About this exercise>
Continue the passage on the scripts used for Chechen from the point where it ends.
Excerpt: Begin
Numerous inscriptions in the Georgian script are found in mountainous Chechnya, but they are not necessarily in Chechen. Later, the Arabic script was introduced for Chechen, along with Islam. The Chechen Arabic alphabet was first reformed during the reign of Imam Shamil, and then again in 1910, 1920 and 1922.

At the same time, the alphabet devised by Peter von Uslar, consisting of Cyrillic, Latin, and Georgian letters, was used for academic purposes. In 1911 it too was reformed but never gained popularity among the Chechens themselves.

=== Cyrillic script ===
The current official script for Chechen language is Cyrillic. This script was created and adopted in 1938, replacing the Latin script prior to it. Up until 1992, only the Cyrillic script was used for Chechen. After the collapse of the Soviet Union and the de facto secession of the Chechen Republic of Ichkeria from Russia, a new Latin script was devised and was used parallel to Cyrillic until the dissolution of the separatist state.

A new set of orthography rules for the Chechen language was prepared in 2020. In particular, it replaces the letters «я», «яь», «ю», and «юь» with «йа», «йаь», «йу», and «йуь», except for loanwords and proper names. Thus, the letters Юь юь and Яь яь have been excluded from the Chechen alphabet. The updated rules of Chechen orthography came into force on January 1, 2022.

As a result, the modern Chechen alphabet has the following form:

| А а | Аь аь | Б б | В в | Г г | ГӀ гӀ | Д д |
| Е е | Ё ё | Ж ж | З з | И и | Й й | К к |
| Кх кх | Къ къ | КӀ кӀ | Л л | М м | Н н | О о |
| Оь оь | П п | ПӀ пӀ | Р р | С с | Т т | ТӀ тӀ |
| У у | Уь уь | Ф ф | Х х | Хь хь | ХӀ хӀ | Ц ц |
| ЦӀ цӀ | Ч ч | ЧӀ чӀ | Ш ш | Щ щ | Ъ ъ | Ы ы |
| Ь ь | Э э | Ю ю | Юь юь | Я я | Яь яь | Ӏ ӏ | |

Lower-case palochka, ӏ, is found in handwriting. Usually, palochka uppercase and lowercase forms consistent in print or upright, but only upper-case Ӏ is normally used in computers.

=== Latin script ===
==== 1925 Latin alphabet ====

The first time that the Latin alphabet was introduced, was in 1925, replacing Arabic alphabet. Further minor modifications in 1934, unified Chechen orthography with Ingush. But the Latin alphabet was abolished in 1938, being replaced with Cyrillic.

| A a | Ä ä | B b | C c | Č č | Ch ch | Čh čh | D d |
| E e | F f | G g | Gh gh | H h | I i | J j | K k |
| Kh kh | L l | M m | N n | Ņ ņ | O o | Ö ö | P p |
| Ph ph | Q q | Qh qh | R r | S s | Š š | T t | Th th |
| U u | Ü ü | V v | X x | Ẋ ẋ | Y y | Z z | Ž ž |

==== 1992 Latin alphabet ====

In 1992, with the de facto secession of Chechen Republic of Ichkeria from Russia, a new Latin Chechen alphabet was introduced and used in parallel with the Cyrillic alphabet. This was the second time a Latin-based orthography was created for Chechen. But after the defeat of the Chechen Republic of Ichkeria government by the Russian Armed Forces, the Cyrillic alphabet was restored.
Excerpt: End
Collected data: Begin
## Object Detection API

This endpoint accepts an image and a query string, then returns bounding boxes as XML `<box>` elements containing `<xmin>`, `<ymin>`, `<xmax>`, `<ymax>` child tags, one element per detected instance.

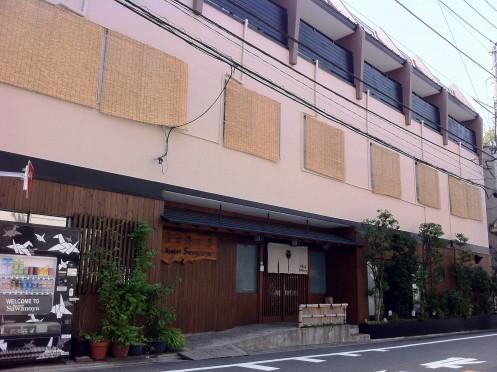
Collected data: End
Answer>
| A a | Ä ä | B b | C c | Ċ ċ | Ç ç | Ç̇ ç̇ |
| D d | E e | F f | G g | Ġ ġ | H h | X x |
| Ẋ ẋ | I i | J j | K k | Kh kh | L l | M m |
| N n | Ꞑ ꞑ (Ŋ ŋ) | O o | Ö ö | P p | Ph ph | Q q |
| Q̇ q̇ | R r | S s | Ş ş | T t | Th th | U u |
| Ü ü | V v | Y y | Z z | Ƶ ƶ | Ə ə | |

=== Arabic script ===

The first, most widespread modern orthography for Chechen was the Arabic script, adopted in the 19th century. Chechen was not a traditionally written language, but due to the public's familiarity with the Arabic script – as the script of instruction in the region's Islamic and Quranic schools – the Arabic alphabet was first standardized and adopted for Chechen during the reign of Imam Shamil. Islam has been the dominant religion in Chechnya since the 16th century, and there were 200 religious schools as well as more than 3000 pupils in Chechnya and Ingushetia. Thus the Arabic script was well established among the speakers of Chechen.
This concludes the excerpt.